** begin **

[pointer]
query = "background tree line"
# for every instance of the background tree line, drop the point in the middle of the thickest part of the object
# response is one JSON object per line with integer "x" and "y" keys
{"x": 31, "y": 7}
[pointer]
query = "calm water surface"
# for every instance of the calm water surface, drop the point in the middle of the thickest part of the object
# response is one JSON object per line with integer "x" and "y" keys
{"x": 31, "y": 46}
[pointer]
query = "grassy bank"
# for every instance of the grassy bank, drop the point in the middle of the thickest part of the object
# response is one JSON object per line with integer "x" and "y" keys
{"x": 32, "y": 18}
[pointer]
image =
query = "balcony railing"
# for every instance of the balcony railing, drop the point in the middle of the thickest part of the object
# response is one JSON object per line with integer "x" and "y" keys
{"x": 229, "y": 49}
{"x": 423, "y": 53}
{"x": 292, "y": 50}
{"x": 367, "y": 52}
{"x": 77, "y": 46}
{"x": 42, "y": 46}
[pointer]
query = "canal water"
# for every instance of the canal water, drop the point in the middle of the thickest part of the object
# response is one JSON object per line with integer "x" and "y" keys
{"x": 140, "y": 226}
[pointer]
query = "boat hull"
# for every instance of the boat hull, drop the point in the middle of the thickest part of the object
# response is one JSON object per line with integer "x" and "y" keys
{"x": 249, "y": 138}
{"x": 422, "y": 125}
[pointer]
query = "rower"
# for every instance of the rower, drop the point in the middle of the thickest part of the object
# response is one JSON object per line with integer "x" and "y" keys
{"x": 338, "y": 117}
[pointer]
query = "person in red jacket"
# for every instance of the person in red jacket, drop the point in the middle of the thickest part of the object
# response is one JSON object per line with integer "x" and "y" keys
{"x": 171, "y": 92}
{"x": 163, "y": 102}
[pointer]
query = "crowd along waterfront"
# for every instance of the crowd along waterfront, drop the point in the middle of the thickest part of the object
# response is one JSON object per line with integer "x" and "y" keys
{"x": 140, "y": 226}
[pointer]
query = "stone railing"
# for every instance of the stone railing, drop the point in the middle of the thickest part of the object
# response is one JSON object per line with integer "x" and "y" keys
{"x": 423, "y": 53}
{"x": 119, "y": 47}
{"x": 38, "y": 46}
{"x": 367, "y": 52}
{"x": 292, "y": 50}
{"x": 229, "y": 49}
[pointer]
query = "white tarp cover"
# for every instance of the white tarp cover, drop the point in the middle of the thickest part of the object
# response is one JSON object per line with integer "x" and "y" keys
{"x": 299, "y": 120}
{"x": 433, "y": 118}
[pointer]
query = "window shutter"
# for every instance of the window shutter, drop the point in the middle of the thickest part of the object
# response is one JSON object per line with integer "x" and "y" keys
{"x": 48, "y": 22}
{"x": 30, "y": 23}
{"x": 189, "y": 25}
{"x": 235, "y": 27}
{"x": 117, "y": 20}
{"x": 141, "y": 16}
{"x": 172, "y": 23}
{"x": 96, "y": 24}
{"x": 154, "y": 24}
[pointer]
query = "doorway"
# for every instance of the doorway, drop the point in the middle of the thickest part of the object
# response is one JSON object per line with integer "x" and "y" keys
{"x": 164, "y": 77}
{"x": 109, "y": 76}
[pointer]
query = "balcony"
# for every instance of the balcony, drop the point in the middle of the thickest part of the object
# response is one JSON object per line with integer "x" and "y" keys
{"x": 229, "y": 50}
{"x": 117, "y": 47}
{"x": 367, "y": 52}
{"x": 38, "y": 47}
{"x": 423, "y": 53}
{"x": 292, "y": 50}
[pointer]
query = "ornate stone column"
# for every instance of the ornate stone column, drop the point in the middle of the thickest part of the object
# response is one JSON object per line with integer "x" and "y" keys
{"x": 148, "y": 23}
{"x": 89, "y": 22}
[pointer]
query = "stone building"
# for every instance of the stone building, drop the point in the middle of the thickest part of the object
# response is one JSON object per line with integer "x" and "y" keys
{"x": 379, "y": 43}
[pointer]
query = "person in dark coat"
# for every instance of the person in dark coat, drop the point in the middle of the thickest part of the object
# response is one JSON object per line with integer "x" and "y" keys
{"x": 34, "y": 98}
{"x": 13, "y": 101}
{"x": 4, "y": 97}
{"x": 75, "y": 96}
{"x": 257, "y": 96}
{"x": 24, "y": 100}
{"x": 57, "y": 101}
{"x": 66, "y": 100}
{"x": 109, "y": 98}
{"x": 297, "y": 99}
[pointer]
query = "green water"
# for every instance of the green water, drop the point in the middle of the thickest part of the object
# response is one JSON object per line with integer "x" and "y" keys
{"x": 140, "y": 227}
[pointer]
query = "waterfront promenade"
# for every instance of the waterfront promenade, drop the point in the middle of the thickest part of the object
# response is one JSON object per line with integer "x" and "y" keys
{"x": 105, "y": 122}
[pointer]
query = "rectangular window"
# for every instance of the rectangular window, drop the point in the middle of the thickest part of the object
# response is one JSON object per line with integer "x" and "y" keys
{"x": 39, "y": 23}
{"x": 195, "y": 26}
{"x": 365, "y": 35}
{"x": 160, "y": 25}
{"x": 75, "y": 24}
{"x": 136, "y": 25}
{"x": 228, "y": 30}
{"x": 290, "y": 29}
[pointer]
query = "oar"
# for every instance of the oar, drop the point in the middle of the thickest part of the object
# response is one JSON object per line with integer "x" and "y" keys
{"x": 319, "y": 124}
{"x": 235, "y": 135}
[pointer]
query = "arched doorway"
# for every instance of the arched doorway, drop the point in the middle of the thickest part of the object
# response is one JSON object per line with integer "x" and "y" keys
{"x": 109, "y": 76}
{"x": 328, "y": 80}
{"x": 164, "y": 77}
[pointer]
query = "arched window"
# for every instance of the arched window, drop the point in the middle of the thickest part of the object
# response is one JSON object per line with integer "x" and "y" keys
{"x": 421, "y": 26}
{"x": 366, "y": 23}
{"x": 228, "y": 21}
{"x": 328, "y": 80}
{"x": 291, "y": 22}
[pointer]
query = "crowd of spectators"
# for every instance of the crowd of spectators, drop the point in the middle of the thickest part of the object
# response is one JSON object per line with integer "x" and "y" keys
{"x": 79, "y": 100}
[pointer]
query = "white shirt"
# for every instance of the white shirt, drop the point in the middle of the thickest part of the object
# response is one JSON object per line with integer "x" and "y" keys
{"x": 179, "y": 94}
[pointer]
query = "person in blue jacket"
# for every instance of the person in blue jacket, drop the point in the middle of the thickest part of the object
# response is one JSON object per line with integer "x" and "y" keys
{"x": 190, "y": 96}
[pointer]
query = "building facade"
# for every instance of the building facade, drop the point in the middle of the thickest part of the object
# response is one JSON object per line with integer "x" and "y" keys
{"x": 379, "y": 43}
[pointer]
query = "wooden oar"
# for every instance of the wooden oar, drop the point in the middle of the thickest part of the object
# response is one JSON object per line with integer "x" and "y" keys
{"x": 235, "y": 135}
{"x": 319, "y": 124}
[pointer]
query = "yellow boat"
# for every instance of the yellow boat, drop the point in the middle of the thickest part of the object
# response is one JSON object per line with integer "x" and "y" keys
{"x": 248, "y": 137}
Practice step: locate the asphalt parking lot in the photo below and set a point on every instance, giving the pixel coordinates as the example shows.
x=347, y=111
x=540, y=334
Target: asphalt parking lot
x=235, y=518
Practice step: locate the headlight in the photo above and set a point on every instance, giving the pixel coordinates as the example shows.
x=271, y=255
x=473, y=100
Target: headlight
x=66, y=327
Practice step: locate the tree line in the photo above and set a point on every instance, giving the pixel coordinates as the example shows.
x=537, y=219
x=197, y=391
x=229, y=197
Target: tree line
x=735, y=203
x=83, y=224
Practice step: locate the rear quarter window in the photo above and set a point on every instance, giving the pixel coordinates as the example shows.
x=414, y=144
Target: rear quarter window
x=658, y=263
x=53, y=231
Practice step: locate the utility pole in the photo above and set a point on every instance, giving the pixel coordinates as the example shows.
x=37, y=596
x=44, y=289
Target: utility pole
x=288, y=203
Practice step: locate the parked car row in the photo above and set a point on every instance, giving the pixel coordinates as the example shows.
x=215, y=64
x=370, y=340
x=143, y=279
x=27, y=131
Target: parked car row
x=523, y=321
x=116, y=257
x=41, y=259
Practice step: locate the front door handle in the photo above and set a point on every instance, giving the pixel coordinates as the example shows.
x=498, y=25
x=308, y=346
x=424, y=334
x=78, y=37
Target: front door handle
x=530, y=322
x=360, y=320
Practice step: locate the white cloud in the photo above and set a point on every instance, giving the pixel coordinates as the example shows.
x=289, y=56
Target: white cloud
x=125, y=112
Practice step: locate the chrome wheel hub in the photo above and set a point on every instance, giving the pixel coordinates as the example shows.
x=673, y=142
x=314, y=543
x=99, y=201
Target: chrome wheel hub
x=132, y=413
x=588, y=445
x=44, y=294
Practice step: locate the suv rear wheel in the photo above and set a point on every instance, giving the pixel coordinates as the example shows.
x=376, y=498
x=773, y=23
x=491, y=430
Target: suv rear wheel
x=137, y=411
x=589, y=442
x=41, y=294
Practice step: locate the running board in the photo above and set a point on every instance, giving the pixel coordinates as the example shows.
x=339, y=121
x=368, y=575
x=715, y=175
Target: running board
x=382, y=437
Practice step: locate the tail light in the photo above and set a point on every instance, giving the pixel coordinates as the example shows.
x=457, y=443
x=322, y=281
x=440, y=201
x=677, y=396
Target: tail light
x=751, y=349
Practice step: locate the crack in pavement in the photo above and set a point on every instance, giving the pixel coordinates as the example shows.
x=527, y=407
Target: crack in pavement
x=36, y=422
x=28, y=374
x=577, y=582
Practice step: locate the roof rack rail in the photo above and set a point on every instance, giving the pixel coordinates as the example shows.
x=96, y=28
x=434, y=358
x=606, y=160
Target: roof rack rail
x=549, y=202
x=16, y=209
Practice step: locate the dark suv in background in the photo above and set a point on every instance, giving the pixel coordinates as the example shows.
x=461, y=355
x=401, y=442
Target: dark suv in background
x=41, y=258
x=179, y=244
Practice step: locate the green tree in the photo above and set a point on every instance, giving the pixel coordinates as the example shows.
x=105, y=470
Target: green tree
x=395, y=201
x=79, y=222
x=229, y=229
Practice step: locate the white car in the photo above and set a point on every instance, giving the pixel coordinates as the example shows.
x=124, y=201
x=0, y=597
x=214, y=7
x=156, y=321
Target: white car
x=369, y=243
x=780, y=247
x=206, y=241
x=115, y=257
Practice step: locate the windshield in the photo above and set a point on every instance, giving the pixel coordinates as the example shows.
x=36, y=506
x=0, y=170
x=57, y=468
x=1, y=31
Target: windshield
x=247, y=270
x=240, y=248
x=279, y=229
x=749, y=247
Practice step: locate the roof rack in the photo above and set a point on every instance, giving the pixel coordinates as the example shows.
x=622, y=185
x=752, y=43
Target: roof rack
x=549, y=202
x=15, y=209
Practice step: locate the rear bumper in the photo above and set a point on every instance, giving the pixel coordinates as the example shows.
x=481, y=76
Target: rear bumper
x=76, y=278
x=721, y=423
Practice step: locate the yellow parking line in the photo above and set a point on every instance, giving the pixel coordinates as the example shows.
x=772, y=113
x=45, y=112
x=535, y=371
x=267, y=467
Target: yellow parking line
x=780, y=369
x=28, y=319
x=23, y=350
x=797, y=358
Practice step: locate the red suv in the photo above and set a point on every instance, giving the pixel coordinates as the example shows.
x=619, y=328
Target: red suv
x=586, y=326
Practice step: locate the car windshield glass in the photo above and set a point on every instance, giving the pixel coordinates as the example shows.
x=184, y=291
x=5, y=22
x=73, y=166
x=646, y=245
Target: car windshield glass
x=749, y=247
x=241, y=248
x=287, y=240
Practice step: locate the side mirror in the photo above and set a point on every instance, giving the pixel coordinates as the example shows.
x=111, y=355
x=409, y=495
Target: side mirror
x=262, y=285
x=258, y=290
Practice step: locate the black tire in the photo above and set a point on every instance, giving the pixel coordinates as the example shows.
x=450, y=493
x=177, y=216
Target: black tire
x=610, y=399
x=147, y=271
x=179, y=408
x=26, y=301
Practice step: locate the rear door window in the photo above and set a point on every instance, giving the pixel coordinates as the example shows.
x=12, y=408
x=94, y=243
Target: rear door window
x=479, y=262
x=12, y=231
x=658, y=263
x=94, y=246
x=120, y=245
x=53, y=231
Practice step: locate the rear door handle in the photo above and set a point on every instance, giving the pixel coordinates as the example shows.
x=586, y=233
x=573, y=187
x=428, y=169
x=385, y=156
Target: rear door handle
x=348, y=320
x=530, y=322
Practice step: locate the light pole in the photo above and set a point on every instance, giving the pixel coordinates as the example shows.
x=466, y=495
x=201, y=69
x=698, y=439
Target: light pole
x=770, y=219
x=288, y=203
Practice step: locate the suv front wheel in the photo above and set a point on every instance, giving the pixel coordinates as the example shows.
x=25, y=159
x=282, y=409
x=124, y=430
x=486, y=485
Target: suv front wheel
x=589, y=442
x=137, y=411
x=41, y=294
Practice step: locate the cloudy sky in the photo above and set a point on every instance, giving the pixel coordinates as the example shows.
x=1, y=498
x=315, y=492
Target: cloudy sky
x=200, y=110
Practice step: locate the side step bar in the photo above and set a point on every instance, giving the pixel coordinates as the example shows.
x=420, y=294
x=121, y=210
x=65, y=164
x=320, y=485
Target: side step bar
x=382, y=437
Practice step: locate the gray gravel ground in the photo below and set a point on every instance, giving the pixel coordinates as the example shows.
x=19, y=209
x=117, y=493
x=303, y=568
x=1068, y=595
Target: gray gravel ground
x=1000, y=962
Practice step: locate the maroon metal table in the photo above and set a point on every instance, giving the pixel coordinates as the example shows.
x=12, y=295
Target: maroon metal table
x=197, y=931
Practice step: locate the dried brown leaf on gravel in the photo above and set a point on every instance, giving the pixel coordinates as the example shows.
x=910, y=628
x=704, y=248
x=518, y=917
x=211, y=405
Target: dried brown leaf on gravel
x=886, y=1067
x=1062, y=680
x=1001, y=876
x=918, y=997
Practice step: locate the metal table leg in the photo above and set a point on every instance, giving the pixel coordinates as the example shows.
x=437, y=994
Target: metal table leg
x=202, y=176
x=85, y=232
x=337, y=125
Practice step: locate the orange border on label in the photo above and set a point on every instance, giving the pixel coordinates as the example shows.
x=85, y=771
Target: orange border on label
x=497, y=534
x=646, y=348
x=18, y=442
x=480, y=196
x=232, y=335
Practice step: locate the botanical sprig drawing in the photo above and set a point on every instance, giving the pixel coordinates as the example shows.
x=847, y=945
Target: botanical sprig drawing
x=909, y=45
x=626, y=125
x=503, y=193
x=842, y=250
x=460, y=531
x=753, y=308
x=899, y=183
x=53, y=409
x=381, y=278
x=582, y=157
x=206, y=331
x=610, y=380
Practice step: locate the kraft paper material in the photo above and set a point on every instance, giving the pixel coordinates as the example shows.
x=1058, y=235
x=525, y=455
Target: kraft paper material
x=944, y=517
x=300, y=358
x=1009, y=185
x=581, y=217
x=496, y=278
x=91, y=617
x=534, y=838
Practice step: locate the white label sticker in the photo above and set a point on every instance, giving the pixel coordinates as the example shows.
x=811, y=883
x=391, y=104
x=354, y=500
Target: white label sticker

** end **

Render the lines of the listing between the line containing "Practice step: locate the roof rack rail" and the line containing "x=16, y=209", inclusive, as a Markdown table with the columns Row and Line, omitting blank lines.

| Row | Line |
|---|---|
| 1 | Practice step: locate the roof rack rail in the photo above and set a point on every instance, giving the pixel coordinates as the example shows. |
| 2 | x=96, y=28 |
| 3 | x=434, y=358 |
| 4 | x=606, y=160 |
| 5 | Target: roof rack rail |
| 6 | x=549, y=202 |
| 7 | x=16, y=209 |